-- start Input material --
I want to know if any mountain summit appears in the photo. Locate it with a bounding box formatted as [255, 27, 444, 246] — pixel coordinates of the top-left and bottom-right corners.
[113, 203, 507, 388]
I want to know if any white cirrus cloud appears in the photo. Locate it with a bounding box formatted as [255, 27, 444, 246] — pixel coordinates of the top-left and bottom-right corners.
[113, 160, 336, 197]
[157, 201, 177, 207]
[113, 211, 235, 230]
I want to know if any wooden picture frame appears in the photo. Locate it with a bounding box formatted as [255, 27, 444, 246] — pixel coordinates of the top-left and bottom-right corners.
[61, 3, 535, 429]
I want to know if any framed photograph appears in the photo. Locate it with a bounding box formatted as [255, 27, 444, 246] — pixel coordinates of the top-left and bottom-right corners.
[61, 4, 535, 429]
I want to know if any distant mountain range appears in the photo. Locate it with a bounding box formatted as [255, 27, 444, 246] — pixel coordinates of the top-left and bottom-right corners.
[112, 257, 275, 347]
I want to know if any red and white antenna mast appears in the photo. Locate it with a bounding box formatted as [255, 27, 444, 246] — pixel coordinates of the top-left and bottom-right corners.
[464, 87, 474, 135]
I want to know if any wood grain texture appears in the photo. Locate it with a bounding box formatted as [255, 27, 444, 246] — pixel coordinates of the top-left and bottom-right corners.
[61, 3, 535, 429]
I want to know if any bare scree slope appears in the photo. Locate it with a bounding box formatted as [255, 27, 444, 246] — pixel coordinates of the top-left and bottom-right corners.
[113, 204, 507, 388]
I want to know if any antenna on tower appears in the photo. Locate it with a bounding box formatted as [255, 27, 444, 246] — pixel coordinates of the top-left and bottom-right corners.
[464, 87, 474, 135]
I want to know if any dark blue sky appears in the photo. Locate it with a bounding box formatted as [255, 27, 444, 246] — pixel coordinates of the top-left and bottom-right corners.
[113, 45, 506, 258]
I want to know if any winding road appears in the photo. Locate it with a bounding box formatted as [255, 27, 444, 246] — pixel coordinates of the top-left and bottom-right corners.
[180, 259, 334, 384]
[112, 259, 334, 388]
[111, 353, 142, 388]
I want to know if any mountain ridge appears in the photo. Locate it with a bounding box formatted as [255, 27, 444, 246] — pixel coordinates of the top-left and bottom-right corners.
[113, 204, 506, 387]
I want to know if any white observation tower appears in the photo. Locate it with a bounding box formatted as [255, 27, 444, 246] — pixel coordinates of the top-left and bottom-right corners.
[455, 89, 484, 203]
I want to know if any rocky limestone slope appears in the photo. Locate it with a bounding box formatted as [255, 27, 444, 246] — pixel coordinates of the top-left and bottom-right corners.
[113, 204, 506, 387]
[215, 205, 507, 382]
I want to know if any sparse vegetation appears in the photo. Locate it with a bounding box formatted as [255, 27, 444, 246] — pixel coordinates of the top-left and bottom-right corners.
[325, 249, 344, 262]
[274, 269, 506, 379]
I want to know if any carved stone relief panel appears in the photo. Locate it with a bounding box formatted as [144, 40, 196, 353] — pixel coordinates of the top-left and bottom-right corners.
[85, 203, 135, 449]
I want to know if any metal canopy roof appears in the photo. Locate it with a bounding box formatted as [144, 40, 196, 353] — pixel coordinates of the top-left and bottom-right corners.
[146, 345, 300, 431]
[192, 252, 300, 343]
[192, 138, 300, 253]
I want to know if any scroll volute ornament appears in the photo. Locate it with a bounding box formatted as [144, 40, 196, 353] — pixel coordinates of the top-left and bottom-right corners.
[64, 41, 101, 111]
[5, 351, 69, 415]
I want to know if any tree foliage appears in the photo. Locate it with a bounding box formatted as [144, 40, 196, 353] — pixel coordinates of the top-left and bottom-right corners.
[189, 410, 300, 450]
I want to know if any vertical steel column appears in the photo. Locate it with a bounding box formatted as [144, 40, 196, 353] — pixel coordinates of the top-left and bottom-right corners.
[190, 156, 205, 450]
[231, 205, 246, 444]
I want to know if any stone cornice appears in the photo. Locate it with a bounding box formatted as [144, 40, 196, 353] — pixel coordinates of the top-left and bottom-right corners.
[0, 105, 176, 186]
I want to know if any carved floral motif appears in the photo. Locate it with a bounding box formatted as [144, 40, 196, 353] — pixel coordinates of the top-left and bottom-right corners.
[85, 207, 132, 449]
-- end Input material --
Rewrite all the entries above as a numbered list, leaving out any blank lines.

1. I want to know if any mountain summit appears in the photo. Locate it with a bounding box formatted as [255, 27, 444, 246] — pixel coordinates of the top-left and bottom-right corners.
2. [113, 203, 507, 388]
3. I want to know if any white cirrus cloud appears in the photo. Locate it with a bounding box formatted as [255, 27, 444, 246] — pixel coordinates of the top-left and bottom-right corners.
4. [113, 160, 336, 197]
5. [157, 201, 177, 207]
6. [113, 211, 235, 230]
7. I want to know if any wooden picture frame appears in the photo. Locate it with a bounding box formatted as [255, 27, 444, 246] — pixel coordinates of the top-left and bottom-right corners.
8. [61, 3, 535, 429]
9. I want to know if any framed photograph appears in the photo. Locate it with a bounding box formatted as [255, 27, 444, 246] — pixel coordinates of the top-left and bottom-right corners.
10. [61, 4, 535, 429]
11. I want to know if any distant mountain range appears in the photo. Locate it with a bounding box formatted as [255, 27, 444, 246] — pixel coordinates of the top-left and bottom-right corners.
12. [112, 257, 275, 347]
13. I want to know if any red and white antenna mast appears in the photo. Locate it with a bounding box formatted as [255, 27, 444, 246] — pixel coordinates of the top-left and bottom-right corners.
14. [464, 87, 474, 135]
15. I want to know if any wood grain texture appears in the photo. Locate it with a bounding box formatted as [255, 27, 444, 246] — pixel coordinates of the top-left and bottom-right corners.
16. [61, 3, 535, 429]
17. I want to know if any bare scree slope appears in the photo. Locate it with a bounding box formatted as [255, 27, 444, 246] — pixel coordinates of the top-left and bottom-right corners.
18. [113, 204, 507, 388]
19. I want to know if any antenna on tower appears in the photo. Locate it with a bounding box formatted as [255, 27, 444, 246] — pixel coordinates of the top-left and bottom-right corners.
20. [464, 87, 474, 135]
21. I want to know if any dark blue sky appears in the photo. Locate it with a bounding box formatted as [255, 27, 444, 246] — pixel coordinates of the top-left and bottom-right corners.
22. [113, 45, 506, 258]
23. I want to know if any winding road appears in the photo. Locate it with a bounding box formatted as [255, 27, 444, 246] — pixel coordinates of the top-left and bottom-right corners.
24. [180, 259, 334, 384]
25. [112, 259, 334, 388]
26. [111, 353, 142, 388]
27. I want to know if any mountain ridge appears in the photo. Locate it with a bounding box formatted as [255, 27, 444, 246] — pixel coordinates of the top-left and bottom-right corners.
28. [113, 204, 506, 387]
29. I want to know if any white observation tower appears in the photo. Locate it with a bounding box formatted as [255, 27, 444, 246] — pixel coordinates of the top-left and bottom-right corners.
30. [455, 89, 484, 203]
31. I want to know if any rocky limestone slope appears in the photo. Locate it with a bounding box formatted as [255, 27, 444, 246] — pixel coordinates of the top-left and bottom-right corners.
32. [113, 204, 506, 387]
33. [215, 205, 507, 382]
34. I want to know if any sparse vegetation appears in the photo. Locate it with a bounding box formatted as [255, 27, 444, 246] — pixel coordinates of the top-left and bottom-right corners.
35. [325, 249, 344, 262]
36. [274, 269, 506, 379]
37. I want to know if any carved stone relief panel appears in the photo. Locate it with a bounding box formatted as [144, 40, 196, 353] — pixel coordinates of the top-left and bottom-right corners.
38. [85, 203, 135, 449]
39. I want to know if any metal canopy roof appears in the photo. Locate it with a bounding box formatted as [144, 40, 196, 353] — pixel coordinates of the top-left and bottom-right corners.
40. [146, 345, 300, 431]
41. [192, 252, 300, 343]
42. [192, 138, 300, 253]
43. I want to know if any scroll volute ornament appears in the photo. Locate it with a bounding box formatted as [144, 40, 196, 353] — pixel coordinates of the top-left and bottom-right corners.
44. [64, 41, 101, 111]
45. [5, 351, 69, 415]
46. I want to know if any tree foliage appears in the photo. Locate it with a bounding box formatted as [144, 40, 196, 353] — pixel coordinates of the top-left and bottom-right corners.
47. [189, 410, 300, 450]
48. I want to know if any vertical steel column appears in the photo. Locate it with a bounding box formatted as [144, 40, 196, 353] — pixel coordinates of the top-left and bottom-right corners.
49. [190, 156, 205, 450]
50. [231, 205, 246, 444]
51. I want to know if any stone cornice appears in the photo. Locate it with a bounding box formatted as [144, 40, 196, 353] — pixel coordinates of the top-left and bottom-right corners.
52. [0, 105, 176, 186]
53. I want to know if any carved floral motif appears in the photo. Locate it with a bounding box formatted as [144, 40, 196, 353] — pixel coordinates of the top-left and bottom-right corners.
54. [85, 207, 132, 449]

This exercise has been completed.